---- Passage shown

Books and Links: November

Hard to believe that tomorrow starts December of 2020. The years are short and the days are long.

Grateful to be chasing my toddler around the house with matching magnifying glasses, solving "mysteries" that I've scrawled on scrap paper. God is good.

I wrote a fair amount of code this month, mostly around the simple markdown zettelkasten work that I finally unblocked.

contributions on github

Books

I actually read some books this month! Still trying to get my booknotes straightened out, but this month's progress emboldened me.

On deck: Design Systems, Knowing God, The 12 Week Year, and maybe that new Brandon Sanderson action.

Whiskey Tango Foxtrot by Lynne M. Black, Jr.

Content warning: Some language and discussion of the sins of soldiers.

I heard about this on a podcast... and it's a wild ride. It's very hard to believe that all that happened to one person. The aggressive and decisive decision making under fire is really inspiring.

The Pastel City by Michael John Harrison

I'm a fan of "The New Weird," so I had this on the queue to revisit some of the "weird fiction" that inspired some of the books I've enjoyed.

Kind of crazy that this book was in 1971. I can see its echos in Star Wars, Brandon Sanderson, and of course New Weird like the Southern Reach trilogy.

--------

Set of tasks:
1 - In the November books and links post, what content warning is given for Whiskey Tango Foxtrot?
2 - Write the next part of the November books and links post, beginning right after its final sentence.

---- Source data

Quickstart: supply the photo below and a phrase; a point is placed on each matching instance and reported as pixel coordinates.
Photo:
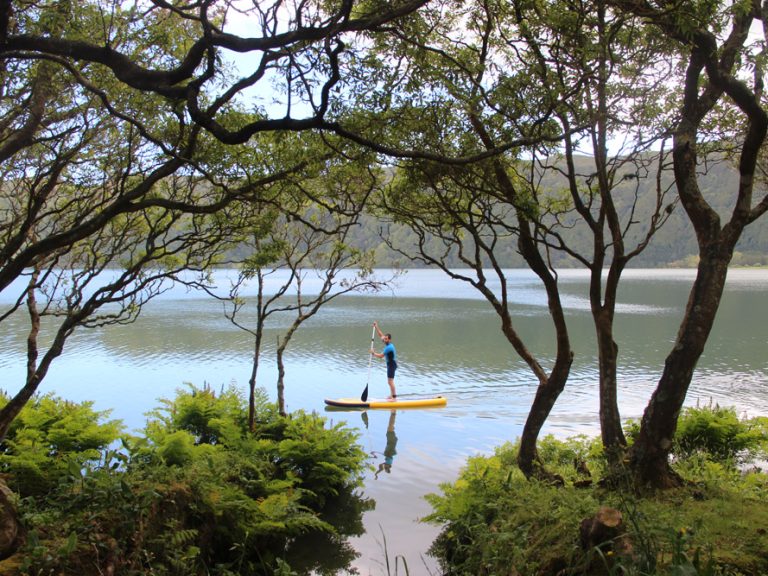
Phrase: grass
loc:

--------

Per-task outputs:
1 - Some language and discussion of the sins of soldiers.

2 -
Children of Time by Adrian Tchaikovsky

This book devoured my time until it was done. I don't think I've read it before, but I am fairly certain that I had it explained to me by someone at some point. (Looking at you Robert H.!)

If you like high-concept scifi and haven't read this one, this is a good one to visit. It deserves the accolades it got.

I Spent 11 Years Working on This Line Rider Track | by David Lu | Medium

I remember when I first discovered Line Rider, that Flash game from 2006 with the simple premise of drawing a track for a sledder to ride on. I was immediately sucked into it, doing things like devising elaborate tracks for the rider to overcome, building worlds for the rider to explore, and manipulating the rider to perform stunts.

[…]

Eleven years later, after I reversed engineered and recreated Line Rider, after I developed as an artist and explored all types of creative mediums, I finally completed the project and even went beyond my original vision, reclaiming the project to tell a new story. I present to you, Omniverse II.

😱😱😱

I Spent 11 Years Working on This Line Rider Track | by David Lu | Medium

Copying is the way design works || Matthew Ström: designer & developer

There’s another word in Chinese for a copy: shanzhai (山寨). It’s translated to English as “fake,” but as with most Chinese words, the translation is lacking. Shanzhai literally means “mountain stronghold;” the word is a neologism, a recent invention, inspired by a famous novel in which the protagonists hide in a mountain stronghold to fight against a corrupt regime. Shanzhai products are playful, drawing attention to the fact that they aren’t original, putting their makers’ creativity on display.

Take the popular shanzhai novel Harry Potter and the Porcelain Doll; in it, Harry goes to China to stop Voldemort and Voldemort’s Chinese counterpart. It doesn’t pretend to be an original. It plays on its fake-ness: Harry speaks Chinese fluently, but he has trouble eating with chopsticks.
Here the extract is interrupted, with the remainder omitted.